→ **Task brief**:
Only the lines from the one that contains "Each instance receives exactly one keypoint. Tag the snowy" to the last line below, both included, should be transcribed. Pictures stay out of the copy.

*** Opening of Data to process ***

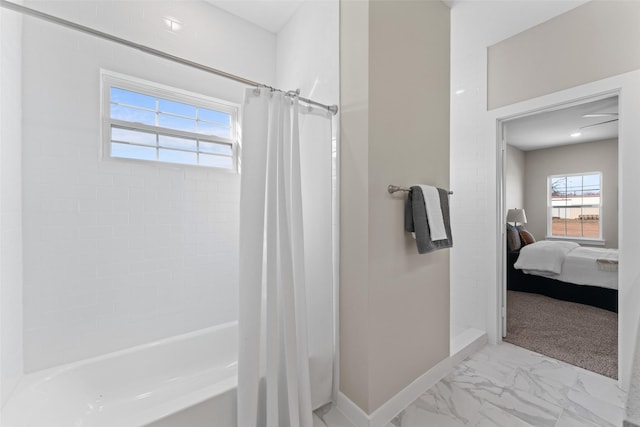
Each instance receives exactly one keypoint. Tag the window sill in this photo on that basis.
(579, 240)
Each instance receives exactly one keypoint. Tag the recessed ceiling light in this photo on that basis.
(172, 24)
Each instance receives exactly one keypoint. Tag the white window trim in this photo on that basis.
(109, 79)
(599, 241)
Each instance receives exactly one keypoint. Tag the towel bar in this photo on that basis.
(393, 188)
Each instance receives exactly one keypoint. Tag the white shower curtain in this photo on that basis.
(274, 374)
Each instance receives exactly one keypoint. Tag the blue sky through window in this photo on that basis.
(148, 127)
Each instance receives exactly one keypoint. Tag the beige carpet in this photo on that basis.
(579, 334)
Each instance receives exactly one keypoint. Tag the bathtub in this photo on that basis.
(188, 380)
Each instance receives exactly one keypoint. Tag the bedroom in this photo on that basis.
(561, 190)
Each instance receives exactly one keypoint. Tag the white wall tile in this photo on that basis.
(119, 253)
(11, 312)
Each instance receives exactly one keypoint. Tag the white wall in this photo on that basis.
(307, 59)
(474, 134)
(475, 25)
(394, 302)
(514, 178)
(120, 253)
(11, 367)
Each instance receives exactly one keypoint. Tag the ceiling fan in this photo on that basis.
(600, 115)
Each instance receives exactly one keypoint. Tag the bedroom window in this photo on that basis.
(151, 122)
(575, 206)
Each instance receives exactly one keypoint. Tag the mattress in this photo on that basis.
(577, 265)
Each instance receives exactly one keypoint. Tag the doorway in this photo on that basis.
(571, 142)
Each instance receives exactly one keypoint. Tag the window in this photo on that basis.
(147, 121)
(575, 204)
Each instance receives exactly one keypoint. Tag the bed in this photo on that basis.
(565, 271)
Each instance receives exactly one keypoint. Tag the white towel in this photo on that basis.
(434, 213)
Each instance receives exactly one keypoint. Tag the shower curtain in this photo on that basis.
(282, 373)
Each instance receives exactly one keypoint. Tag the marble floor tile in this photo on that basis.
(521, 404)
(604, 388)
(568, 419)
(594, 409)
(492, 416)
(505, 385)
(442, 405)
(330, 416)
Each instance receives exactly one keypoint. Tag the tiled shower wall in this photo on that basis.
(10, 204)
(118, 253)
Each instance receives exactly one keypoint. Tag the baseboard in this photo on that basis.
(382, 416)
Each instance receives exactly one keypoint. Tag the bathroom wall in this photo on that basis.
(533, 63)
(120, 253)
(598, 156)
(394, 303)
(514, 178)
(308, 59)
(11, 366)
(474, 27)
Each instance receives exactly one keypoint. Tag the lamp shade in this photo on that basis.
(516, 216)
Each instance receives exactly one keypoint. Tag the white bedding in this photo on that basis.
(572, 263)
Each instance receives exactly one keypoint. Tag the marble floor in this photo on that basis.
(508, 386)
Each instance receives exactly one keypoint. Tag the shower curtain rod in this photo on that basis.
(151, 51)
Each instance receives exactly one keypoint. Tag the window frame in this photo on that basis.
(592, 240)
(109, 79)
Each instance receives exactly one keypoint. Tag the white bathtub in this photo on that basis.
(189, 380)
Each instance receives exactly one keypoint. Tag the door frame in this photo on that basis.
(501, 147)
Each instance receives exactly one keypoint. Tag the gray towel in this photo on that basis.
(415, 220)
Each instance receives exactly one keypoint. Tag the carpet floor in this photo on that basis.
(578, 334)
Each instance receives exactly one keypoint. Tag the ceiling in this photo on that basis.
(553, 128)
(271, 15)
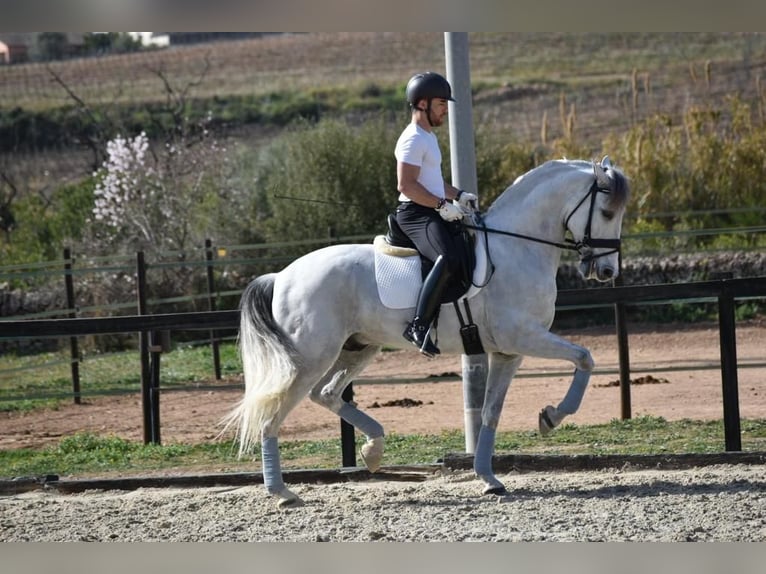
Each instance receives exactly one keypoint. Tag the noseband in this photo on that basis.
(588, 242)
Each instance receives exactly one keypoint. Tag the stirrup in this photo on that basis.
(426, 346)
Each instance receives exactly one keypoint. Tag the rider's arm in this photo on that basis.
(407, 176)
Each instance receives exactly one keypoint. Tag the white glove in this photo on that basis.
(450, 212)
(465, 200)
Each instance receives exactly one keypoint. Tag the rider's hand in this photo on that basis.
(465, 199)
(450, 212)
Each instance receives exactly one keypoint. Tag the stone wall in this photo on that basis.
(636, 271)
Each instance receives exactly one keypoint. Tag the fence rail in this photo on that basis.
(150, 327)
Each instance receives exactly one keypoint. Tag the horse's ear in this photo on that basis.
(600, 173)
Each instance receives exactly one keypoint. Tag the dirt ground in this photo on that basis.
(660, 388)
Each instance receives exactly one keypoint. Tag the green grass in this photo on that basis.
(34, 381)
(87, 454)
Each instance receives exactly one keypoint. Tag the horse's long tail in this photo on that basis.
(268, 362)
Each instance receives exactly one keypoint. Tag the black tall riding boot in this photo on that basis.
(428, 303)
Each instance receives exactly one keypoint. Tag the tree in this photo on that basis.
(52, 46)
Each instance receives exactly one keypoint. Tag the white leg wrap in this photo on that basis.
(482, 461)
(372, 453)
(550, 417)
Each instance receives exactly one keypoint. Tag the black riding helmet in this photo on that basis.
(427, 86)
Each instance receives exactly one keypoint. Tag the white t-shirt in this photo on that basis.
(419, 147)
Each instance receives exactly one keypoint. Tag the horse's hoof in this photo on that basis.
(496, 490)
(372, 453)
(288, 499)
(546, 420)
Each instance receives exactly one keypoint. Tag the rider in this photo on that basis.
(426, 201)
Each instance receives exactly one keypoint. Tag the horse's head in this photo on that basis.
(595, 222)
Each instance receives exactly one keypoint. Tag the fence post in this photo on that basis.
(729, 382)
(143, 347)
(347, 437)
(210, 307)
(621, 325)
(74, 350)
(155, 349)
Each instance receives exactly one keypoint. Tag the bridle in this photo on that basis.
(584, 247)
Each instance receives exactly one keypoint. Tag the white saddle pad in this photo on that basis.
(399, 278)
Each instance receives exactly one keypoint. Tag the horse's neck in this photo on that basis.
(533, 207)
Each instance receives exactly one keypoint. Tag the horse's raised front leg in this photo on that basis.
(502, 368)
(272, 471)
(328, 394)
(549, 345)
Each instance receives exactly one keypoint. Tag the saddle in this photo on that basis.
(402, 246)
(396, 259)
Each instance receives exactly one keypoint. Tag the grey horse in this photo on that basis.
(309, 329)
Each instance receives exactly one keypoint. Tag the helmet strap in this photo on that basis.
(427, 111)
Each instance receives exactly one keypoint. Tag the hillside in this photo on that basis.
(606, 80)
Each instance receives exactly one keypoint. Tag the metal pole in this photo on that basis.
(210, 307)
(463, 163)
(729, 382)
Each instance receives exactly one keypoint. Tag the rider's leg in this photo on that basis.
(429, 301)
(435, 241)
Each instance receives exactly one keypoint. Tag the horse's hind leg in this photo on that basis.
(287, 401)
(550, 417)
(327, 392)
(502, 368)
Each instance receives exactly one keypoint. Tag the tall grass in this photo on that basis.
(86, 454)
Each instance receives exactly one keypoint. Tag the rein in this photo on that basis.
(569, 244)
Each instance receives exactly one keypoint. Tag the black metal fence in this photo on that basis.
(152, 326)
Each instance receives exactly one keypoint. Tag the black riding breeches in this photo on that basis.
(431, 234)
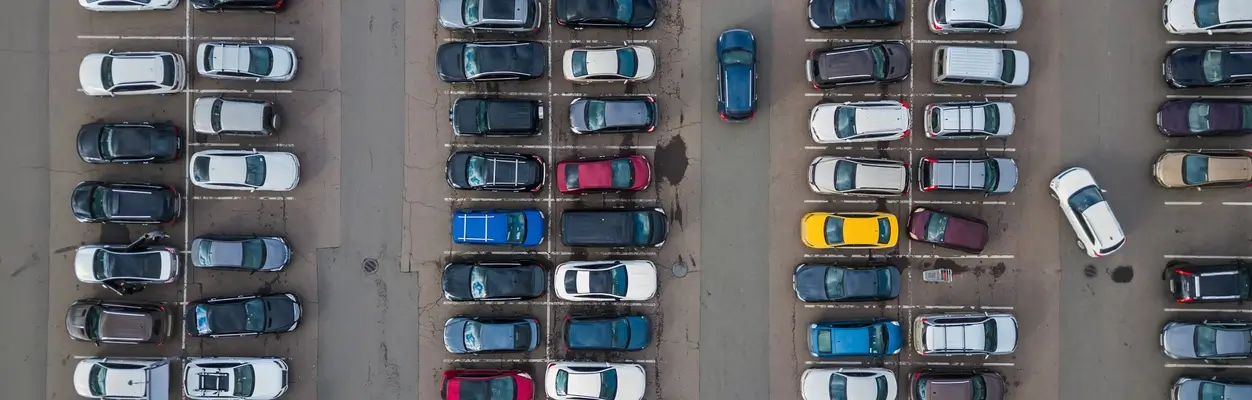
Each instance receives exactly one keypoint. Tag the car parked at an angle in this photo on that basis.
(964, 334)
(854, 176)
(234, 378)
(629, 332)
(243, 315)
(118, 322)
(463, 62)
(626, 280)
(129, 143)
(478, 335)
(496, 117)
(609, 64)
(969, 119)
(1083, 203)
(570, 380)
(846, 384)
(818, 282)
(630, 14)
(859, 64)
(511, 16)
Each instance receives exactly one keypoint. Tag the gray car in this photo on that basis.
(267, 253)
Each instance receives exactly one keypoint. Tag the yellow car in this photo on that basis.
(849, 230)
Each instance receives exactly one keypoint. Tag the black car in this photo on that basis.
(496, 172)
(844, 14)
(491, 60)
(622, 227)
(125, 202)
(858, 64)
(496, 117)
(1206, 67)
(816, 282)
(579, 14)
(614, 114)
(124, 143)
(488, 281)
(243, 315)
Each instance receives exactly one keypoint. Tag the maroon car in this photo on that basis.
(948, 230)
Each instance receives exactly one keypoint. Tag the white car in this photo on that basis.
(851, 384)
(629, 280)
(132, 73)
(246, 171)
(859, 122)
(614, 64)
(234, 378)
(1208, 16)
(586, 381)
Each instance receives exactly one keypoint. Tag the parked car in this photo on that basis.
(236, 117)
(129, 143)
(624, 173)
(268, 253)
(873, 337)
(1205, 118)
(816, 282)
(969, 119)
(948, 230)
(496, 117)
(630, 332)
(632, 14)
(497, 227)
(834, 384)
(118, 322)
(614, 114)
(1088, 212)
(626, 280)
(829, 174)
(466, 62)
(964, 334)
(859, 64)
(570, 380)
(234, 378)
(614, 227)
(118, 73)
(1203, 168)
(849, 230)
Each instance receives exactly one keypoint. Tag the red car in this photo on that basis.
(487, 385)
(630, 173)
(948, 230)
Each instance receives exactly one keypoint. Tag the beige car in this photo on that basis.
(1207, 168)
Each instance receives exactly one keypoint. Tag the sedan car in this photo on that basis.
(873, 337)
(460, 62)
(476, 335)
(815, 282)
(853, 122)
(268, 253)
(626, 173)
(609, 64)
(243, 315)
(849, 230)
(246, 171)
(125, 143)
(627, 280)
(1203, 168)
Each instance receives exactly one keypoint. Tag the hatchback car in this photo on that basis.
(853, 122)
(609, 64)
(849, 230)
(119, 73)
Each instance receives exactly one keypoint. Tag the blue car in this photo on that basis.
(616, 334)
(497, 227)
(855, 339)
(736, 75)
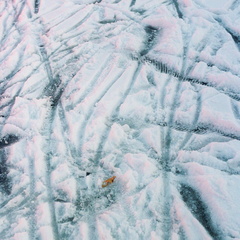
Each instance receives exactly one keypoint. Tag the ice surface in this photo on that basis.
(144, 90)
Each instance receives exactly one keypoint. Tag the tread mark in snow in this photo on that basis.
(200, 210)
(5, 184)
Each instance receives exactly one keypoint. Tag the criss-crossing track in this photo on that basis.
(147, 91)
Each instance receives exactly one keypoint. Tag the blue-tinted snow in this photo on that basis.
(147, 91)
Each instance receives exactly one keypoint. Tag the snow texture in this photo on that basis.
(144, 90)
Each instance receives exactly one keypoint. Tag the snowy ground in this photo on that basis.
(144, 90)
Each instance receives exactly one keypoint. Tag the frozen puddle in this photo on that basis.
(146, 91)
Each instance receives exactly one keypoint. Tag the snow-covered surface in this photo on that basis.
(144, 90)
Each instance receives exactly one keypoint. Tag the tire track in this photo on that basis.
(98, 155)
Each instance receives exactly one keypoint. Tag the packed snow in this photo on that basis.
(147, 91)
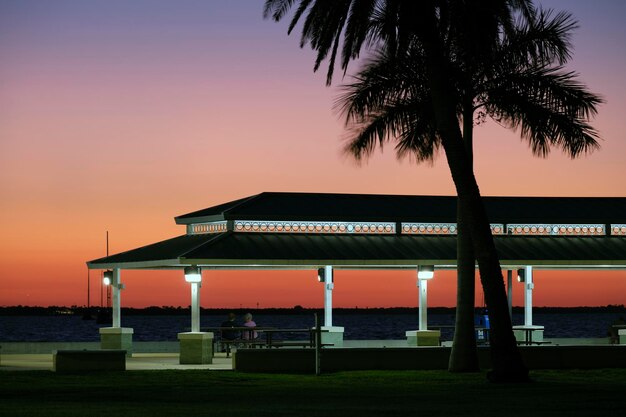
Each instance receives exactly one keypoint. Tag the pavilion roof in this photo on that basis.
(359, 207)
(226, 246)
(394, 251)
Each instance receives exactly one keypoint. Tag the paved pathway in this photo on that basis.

*** Close of Data to process ***

→ **Your response**:
Each instance receives exactly one keypoint. Tag the snowy ground in this photo on that basis.
(144, 90)
Each instance receives exactly one keypoint. Tag the frozen puddle in this photo on that basis.
(146, 91)
Each instance receives exactly one keypoint. Tag the snow-covered surface in this photo on that basis.
(144, 90)
Each instance receives exactly one keypoint. Tag the tire track in this photo on that basis.
(98, 155)
Each instance receives exactly one keypoint. Tag the packed snow in this photo on that basis.
(147, 91)
Each instance receives exactly one keypoint. Tag the pavilion roof in this photo on that basis.
(359, 207)
(226, 246)
(394, 251)
Each instance receives exactly one keypoint. Tag the paved pathway in this photo on that basis.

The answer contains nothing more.